■ **Items from a dataset**

>>>

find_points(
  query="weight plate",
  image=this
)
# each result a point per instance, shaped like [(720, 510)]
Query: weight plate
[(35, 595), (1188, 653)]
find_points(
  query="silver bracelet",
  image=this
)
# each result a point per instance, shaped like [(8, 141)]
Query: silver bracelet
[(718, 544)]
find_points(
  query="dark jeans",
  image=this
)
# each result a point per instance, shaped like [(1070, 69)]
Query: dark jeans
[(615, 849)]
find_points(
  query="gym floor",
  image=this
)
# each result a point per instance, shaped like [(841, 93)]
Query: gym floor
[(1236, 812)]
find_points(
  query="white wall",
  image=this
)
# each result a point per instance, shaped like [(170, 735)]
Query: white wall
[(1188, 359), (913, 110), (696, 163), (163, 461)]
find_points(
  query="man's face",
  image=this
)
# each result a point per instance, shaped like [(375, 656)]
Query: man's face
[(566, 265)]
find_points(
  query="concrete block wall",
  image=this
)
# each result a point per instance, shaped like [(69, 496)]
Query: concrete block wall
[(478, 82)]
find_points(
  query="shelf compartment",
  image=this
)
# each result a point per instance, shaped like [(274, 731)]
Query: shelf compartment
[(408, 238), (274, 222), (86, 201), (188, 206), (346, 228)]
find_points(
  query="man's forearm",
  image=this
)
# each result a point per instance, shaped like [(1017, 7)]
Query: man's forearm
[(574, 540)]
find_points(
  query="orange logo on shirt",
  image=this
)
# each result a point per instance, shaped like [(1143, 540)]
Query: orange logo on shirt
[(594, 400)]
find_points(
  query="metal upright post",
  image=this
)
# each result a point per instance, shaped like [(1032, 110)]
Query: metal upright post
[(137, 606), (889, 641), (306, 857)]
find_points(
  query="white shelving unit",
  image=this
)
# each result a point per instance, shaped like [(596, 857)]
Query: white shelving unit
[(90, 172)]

<<<

■ **Exercise aim**
Transcribe every line of the data, exactly as it stands.

■ **Exercise result**
find_points(
  query="weight plate",
  image=this
)
# each result a point per instance, shaped like [(720, 510)]
Query: weight plate
[(35, 595), (1188, 653)]
find_points(
  query="silver bracelet",
  image=this
)
# each result a point per instance, shaped like [(8, 141)]
Query: silver bracelet
[(718, 544)]
find_points(
  query="dark jeans",
  image=this
)
# each result a point per instance, shaped like [(1070, 69)]
Query: dark jeans
[(615, 849)]
find_points(
  query="gym floor",
  image=this
)
# each result a point per instance, shaped like [(841, 93)]
Query: gym floor
[(1236, 812)]
find_points(
  query="white wall",
  image=this
)
# each result a point per instance, shaped like [(170, 735)]
Query: white wall
[(1188, 359), (913, 110), (696, 163), (163, 461)]
find_points(
  query="man's face",
  image=this
)
# each result a point per instance, shaped like [(375, 656)]
Query: man's face
[(566, 265)]
find_points(
  query="concrete block wall",
  image=this
)
# each result a point per instance, shaped like [(69, 496)]
Query: concrete block wall
[(478, 82)]
find_points(
  query="shelf compartment",
  image=this
)
# each result a point per instance, shaped like [(274, 731)]
Query: shelf compartment
[(408, 238), (274, 222), (86, 201), (188, 206), (346, 228)]
find_points(
  query="man's forearm",
  image=this
)
# each result a point per instance, shaped like [(1017, 7)]
Query: man's forearm
[(574, 540)]
find_points(
  query="orange logo on shirt",
  image=this
)
# each result a point per instance, shaped like [(1143, 540)]
Query: orange logo on shirt
[(594, 400)]
find_points(
  query="metal upright post",
  image=this
)
# each result a point per instance, shaped like [(1032, 110)]
Query: metal upright post
[(137, 606), (889, 641), (306, 857)]
find_points(
  query="white shelving unit",
  image=this
)
# each result a point per instance, shaped like [(596, 857)]
Query: white shelving unit
[(90, 172)]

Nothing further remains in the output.